Exercise requirements ->
Would you give again, exactly, the lines running from the line with "Query: white and blue boat" to the end of the data below, both included?

Task inputs ->
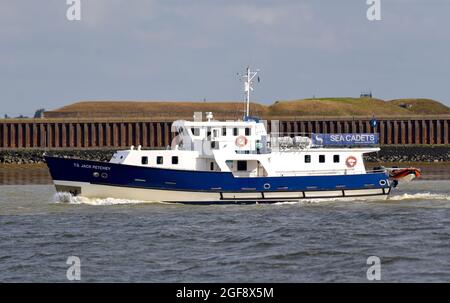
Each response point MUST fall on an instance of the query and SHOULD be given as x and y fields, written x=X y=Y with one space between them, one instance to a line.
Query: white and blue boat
x=230 y=162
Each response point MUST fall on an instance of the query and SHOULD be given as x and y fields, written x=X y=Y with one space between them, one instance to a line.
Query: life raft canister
x=241 y=141
x=350 y=161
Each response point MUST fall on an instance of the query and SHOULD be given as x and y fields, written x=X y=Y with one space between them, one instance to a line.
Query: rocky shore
x=387 y=154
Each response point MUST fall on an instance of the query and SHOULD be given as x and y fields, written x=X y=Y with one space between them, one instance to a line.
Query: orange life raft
x=405 y=174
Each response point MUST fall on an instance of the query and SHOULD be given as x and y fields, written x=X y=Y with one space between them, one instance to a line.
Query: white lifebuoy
x=351 y=161
x=241 y=141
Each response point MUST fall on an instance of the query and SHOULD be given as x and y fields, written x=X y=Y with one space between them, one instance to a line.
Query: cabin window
x=242 y=165
x=195 y=131
x=214 y=145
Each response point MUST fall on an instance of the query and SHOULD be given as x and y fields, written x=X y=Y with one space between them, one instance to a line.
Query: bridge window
x=195 y=131
x=242 y=165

Task answer ->
Query: white and blue boat
x=230 y=162
Each response point MUST fall on an instance of the query and SHOULD be given as x and y fields, written x=X y=Y with one space between them, one instance to a line.
Query: life raft canister
x=241 y=141
x=350 y=161
Each response point MUST fall on an instance of the query and SHOULD be given as x and y fields, written x=X y=Y with one space between them, one instance to a line.
Query: rocky shore
x=387 y=154
Each response point MUST fall on an instance of the query and SHOULD be given as x and y fields, written x=X y=Y with one space between them, one instance to a line.
Query: orange life raft
x=405 y=174
Each response point MUST fall on an instance of the query and SHOULD be given as x and y fields, written x=X y=Y with one space between them, one instance to a line.
Query: white lifebuoy
x=351 y=161
x=241 y=141
Each response point MUST fall on an instance of the query and SHOULD be given as x and y fields, written x=X y=Y with one space between them, one instance to a line.
Query: cabin window
x=242 y=165
x=195 y=131
x=214 y=145
Each response point MUST fall on an instance of the query and SHOULD be given as x and y fields, written x=X y=Y with one space between them, one instance to a line.
Query: bridge window
x=195 y=131
x=242 y=165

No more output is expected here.